-- WRITTEN REQUEST --
Copy each of the following records line for line, reproducing every character as it appears.

-- EXERCISE DATA --

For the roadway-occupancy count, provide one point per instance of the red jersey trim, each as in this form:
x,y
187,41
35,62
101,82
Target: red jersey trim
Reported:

-- WRITTEN ANSWER --
For the roadway-occupancy count, provide one point per instance of the red jersey trim, each as in this form:
x,y
187,41
35,62
101,82
Target: red jersey trim
Reported:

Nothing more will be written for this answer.